## Description of the task
Set down each record exactly as written.

━━━━━━━━━━━━━━━━━━━━━━━━━━━━━━

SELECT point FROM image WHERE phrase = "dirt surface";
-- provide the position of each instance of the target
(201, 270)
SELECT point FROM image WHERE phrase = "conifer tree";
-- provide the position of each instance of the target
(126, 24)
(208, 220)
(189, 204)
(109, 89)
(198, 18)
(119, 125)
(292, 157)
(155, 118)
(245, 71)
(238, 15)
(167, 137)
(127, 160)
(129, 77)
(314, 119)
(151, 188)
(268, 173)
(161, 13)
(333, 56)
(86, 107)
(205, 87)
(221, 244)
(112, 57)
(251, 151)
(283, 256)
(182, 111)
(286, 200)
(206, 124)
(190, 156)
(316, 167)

━━━━━━━━━━━━━━━━━━━━━━━━━━━━━━

## Exercise solution
SELECT point FROM image WHERE phrase = "dirt surface";
-- provide the position of each instance of the target
(201, 270)
SELECT point FROM image WHERE phrase = "conifer tree";
-- provide the position of each instance of the target
(126, 24)
(208, 220)
(189, 204)
(109, 89)
(198, 18)
(119, 125)
(292, 157)
(155, 118)
(245, 71)
(238, 15)
(167, 137)
(127, 160)
(129, 77)
(314, 119)
(151, 188)
(268, 173)
(161, 13)
(333, 56)
(86, 107)
(205, 87)
(221, 244)
(112, 57)
(251, 151)
(283, 256)
(182, 111)
(286, 200)
(206, 124)
(190, 156)
(316, 167)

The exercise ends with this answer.